Data extracts: Begin
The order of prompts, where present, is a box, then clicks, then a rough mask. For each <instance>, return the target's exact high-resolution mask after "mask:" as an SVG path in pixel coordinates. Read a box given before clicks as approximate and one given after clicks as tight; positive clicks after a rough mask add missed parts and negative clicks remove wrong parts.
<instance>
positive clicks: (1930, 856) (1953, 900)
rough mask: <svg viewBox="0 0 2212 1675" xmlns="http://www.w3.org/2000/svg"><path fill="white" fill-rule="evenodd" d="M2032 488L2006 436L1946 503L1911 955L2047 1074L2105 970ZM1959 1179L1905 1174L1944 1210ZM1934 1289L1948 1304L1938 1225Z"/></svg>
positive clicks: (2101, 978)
Data extracts: End
*Your task:* Output the listing once more. Leave each word as it stands.

*Answer to this exercise:*
The order of prompts, where present, is a box, then clicks, then a rough mask. For each <instance>, return the target's exact high-resolution mask after "mask:" as an SVG path in pixel coordinates. Read a box given before clicks as approximate and one given after clicks as tight; positive clicks after a rough mask add missed parts and negative clicks remove wrong parts.
<instance>
positive clicks: (1930, 856) (1953, 900)
rough mask: <svg viewBox="0 0 2212 1675" xmlns="http://www.w3.org/2000/svg"><path fill="white" fill-rule="evenodd" d="M2032 488L2006 436L1946 503L1911 955L2047 1074L2105 970ZM1959 1179L1905 1174L1944 1210ZM1934 1289L1948 1304L1938 1225Z"/></svg>
positive clicks: (2101, 978)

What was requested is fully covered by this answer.